• **Problem requirements**
All of the entries need to be written out again, exactly as they are.

╭─ Records provided

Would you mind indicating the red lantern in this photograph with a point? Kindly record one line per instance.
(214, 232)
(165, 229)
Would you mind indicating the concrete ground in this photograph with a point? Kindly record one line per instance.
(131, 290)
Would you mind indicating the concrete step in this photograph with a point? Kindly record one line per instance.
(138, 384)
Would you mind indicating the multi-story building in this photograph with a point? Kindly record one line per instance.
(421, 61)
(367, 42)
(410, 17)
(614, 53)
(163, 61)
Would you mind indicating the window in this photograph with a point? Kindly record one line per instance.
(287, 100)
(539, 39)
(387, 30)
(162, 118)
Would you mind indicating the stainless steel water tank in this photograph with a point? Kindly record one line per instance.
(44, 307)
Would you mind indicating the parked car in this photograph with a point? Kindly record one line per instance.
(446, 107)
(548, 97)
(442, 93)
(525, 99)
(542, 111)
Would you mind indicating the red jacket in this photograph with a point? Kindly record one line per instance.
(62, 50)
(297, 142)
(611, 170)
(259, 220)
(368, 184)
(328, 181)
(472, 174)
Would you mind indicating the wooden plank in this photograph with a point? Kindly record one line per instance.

╰─

• **Complete output**
Would you mind indicating the red lantern in this photograph with a point? Kindly record one line per instance.
(214, 232)
(165, 229)
Would you mind indicating the concrete ground in this photograph with a point? Kindly record one line per instance.
(131, 290)
Would you mind indicating the concrete step in this photograph with a point? Kindly record one line per instance.
(138, 384)
Would you mind indicating the multi-story building in this photograph with a point? Kindly record one line per instance.
(421, 61)
(367, 42)
(410, 17)
(614, 53)
(163, 61)
Would you mind indicating the window in this photograph with a point? Kindly record one line per instance.
(287, 100)
(539, 39)
(387, 30)
(162, 118)
Would you mind indicating the stainless steel water tank in this photograph with a point? Kindly record one line per instance.
(44, 307)
Would you mind indicating the parked car in this photograph with a point? Kindly record one line per instance.
(446, 107)
(548, 97)
(442, 93)
(525, 99)
(542, 111)
Would you mind indicating the red jacket in this photograph with a point? Kindly record one line per instance.
(62, 50)
(297, 142)
(611, 170)
(259, 220)
(368, 184)
(328, 181)
(472, 174)
Would you mind indicating the wooden plank in this photograph with a point? Kindly record one line per instance.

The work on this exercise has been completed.